** Opening Exercise material block **

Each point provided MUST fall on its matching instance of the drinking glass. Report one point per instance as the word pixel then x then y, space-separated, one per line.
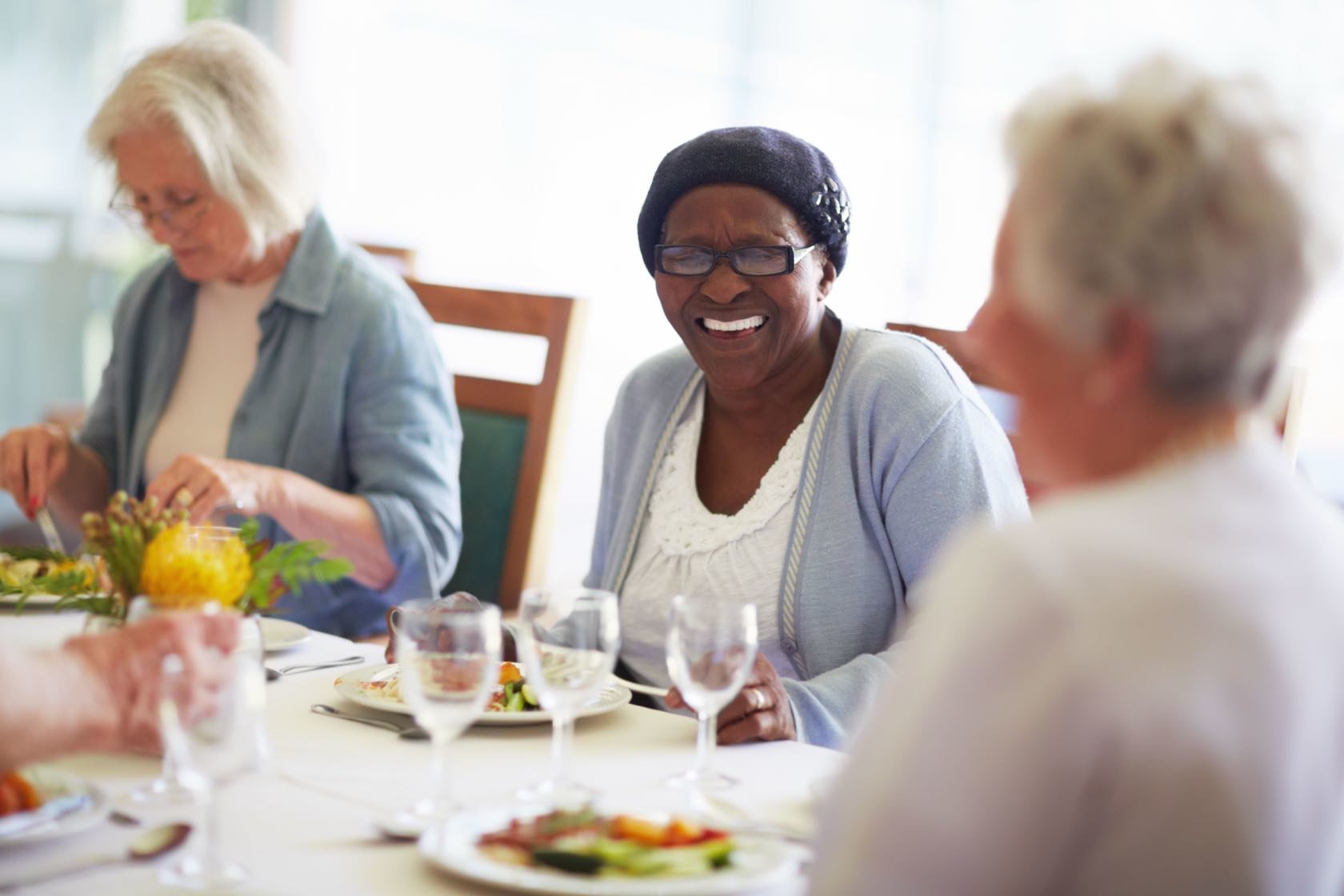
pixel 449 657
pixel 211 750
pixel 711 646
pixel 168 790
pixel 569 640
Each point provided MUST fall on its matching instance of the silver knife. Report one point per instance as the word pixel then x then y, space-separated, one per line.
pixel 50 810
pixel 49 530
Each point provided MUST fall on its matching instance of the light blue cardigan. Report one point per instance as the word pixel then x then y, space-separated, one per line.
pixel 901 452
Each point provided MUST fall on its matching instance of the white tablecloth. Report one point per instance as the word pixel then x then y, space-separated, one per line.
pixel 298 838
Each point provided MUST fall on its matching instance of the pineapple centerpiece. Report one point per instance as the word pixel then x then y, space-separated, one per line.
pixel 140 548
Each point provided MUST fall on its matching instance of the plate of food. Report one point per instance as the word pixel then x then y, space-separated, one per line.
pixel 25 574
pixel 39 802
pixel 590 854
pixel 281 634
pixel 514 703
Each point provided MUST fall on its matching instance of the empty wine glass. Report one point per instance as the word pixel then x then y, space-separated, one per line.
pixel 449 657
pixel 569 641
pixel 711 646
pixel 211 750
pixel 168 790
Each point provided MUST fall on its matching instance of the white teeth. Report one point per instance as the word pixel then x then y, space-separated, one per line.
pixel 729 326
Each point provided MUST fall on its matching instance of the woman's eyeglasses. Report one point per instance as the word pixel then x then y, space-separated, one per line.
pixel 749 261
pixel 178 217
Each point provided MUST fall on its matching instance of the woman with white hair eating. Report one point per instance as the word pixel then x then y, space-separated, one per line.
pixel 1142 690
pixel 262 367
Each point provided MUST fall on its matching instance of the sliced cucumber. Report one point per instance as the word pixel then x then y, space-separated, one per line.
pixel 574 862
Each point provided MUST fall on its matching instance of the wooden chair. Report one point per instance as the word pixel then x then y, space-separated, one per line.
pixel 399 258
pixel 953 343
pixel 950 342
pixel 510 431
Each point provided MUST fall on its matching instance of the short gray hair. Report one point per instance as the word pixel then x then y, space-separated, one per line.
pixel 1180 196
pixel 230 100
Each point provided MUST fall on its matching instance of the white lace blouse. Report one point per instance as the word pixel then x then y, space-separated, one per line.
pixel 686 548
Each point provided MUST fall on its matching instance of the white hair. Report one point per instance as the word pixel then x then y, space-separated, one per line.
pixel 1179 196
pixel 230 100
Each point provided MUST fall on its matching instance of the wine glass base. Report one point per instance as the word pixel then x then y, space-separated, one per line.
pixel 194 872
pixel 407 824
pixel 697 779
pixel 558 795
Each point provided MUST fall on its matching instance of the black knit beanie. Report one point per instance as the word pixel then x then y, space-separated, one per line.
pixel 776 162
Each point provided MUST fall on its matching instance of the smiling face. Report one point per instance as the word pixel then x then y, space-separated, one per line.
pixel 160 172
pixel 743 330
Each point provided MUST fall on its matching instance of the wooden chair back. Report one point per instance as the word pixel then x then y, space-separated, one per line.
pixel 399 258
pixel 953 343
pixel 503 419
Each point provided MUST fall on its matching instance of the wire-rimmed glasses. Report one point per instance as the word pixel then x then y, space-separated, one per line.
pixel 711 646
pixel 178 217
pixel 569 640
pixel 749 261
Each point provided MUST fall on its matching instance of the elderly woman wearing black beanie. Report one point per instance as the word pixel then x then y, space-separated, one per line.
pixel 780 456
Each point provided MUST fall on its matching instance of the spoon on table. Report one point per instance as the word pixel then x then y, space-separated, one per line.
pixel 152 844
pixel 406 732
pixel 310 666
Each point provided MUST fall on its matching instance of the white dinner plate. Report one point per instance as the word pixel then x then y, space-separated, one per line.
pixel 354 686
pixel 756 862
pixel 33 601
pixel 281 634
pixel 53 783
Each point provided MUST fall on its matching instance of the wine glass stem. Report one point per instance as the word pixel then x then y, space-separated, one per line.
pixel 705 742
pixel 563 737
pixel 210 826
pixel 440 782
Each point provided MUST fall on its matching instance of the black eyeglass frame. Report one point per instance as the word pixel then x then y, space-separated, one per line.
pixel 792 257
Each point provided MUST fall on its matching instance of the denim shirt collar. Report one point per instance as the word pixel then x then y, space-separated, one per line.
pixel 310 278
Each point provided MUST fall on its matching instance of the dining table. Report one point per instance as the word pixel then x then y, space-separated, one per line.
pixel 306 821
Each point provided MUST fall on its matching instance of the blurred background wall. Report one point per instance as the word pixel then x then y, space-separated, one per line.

** Closing Exercise material block **
** Opening Exercise material block **

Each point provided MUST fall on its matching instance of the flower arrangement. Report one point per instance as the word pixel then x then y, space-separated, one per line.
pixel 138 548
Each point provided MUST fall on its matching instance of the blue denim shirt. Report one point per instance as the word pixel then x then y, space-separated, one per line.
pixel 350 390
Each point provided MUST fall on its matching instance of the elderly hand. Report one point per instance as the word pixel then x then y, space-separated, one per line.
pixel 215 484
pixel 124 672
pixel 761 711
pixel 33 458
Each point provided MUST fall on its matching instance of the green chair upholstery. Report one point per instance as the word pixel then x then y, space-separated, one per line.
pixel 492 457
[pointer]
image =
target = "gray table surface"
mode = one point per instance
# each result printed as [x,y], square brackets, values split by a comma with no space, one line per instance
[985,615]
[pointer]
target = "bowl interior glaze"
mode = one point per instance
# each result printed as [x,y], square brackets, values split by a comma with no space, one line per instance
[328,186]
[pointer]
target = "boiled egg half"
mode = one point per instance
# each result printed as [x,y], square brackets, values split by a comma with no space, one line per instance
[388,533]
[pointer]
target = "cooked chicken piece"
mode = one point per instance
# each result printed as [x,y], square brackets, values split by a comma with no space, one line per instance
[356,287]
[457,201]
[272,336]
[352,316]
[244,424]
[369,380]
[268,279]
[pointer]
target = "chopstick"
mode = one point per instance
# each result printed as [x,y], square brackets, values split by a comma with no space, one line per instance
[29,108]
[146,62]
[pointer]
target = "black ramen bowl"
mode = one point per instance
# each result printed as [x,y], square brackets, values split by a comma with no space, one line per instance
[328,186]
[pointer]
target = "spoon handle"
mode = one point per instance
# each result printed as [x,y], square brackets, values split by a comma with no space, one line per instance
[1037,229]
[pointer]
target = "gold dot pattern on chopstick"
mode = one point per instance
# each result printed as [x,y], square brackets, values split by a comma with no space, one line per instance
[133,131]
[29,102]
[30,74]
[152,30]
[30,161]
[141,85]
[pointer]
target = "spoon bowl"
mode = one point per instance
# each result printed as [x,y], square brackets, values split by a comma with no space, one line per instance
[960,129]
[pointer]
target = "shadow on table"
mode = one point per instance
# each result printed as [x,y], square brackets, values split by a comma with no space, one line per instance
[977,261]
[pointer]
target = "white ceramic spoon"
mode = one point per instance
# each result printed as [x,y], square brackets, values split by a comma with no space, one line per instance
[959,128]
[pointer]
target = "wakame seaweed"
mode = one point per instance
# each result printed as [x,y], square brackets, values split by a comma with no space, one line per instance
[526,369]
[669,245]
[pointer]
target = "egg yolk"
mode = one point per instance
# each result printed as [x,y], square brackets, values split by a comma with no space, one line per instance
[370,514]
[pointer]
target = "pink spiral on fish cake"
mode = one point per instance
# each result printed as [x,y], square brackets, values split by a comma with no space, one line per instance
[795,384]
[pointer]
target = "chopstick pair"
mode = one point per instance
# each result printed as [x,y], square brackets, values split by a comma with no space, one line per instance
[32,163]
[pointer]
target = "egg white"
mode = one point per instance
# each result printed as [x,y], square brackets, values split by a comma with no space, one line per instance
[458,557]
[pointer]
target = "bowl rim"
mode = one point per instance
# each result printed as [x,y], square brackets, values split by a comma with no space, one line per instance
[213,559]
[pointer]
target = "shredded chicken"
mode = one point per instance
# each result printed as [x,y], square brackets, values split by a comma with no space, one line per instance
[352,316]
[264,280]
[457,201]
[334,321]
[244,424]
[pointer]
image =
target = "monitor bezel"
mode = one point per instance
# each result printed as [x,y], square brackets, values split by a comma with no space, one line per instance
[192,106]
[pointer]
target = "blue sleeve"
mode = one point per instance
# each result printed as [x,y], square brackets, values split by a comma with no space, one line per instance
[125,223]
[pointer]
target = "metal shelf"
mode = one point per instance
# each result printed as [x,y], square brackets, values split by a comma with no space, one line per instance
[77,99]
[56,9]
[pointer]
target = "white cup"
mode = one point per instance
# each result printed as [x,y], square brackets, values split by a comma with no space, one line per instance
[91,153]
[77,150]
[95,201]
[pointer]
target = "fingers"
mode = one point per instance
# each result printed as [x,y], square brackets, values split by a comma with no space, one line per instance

** Closing Exercise material block **

■ **Work required**
Copy back the listing above exactly, but only from the line with "the black eyeglass" through the line with "of the blurred", both ends included.

■ **Answer to the exercise**
Each point provided MUST fall on its matching instance of the black eyeglass frame. Report one point per instance as the word pixel then x then y, space-separated, one per line.
pixel 792 257
Each point provided MUST fall on its matching instance of the denim shirt collar. Report one point per instance as the word pixel then x then y, space-separated, one per line.
pixel 310 278
Each point provided MUST fall on its matching instance of the dining table. Report one point per instance as the word pixel then x then y, space-separated, one per line.
pixel 306 821
Each point provided MUST fall on its matching instance of the blurred background wall. Report one point per instance as the word pixel then x then y, space-separated, one per line.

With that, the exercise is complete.